── RECORDS SUPPLIED

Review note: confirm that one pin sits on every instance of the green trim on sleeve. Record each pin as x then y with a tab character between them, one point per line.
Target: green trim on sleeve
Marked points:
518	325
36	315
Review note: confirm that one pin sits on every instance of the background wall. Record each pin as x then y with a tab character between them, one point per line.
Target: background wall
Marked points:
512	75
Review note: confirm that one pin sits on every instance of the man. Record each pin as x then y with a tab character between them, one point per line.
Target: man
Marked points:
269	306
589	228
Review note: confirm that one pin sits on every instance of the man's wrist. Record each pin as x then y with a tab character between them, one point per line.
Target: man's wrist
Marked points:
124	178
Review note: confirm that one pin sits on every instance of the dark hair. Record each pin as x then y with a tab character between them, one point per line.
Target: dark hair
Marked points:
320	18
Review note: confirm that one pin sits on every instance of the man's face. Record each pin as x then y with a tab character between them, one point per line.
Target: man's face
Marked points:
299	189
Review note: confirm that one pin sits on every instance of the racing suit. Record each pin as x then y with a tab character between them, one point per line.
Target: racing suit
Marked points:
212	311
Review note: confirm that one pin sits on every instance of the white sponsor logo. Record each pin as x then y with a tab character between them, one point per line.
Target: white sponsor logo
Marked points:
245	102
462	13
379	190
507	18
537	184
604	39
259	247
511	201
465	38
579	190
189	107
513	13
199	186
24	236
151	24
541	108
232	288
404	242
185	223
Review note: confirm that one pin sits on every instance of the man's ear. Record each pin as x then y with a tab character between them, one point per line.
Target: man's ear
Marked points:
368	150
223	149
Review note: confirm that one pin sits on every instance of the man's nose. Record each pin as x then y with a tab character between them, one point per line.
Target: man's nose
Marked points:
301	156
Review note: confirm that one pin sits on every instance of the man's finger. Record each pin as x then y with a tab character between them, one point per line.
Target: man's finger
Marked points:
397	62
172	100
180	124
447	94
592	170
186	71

────

WHAT TO DO ::
Show every line from the entries above in which "hair" appears.

ANSWER SPACE ::
Review note: confirm that one pin sits on every instance of the dark hair. Record each pin as x then y with a tab character between them, one point per line.
Target: dark hair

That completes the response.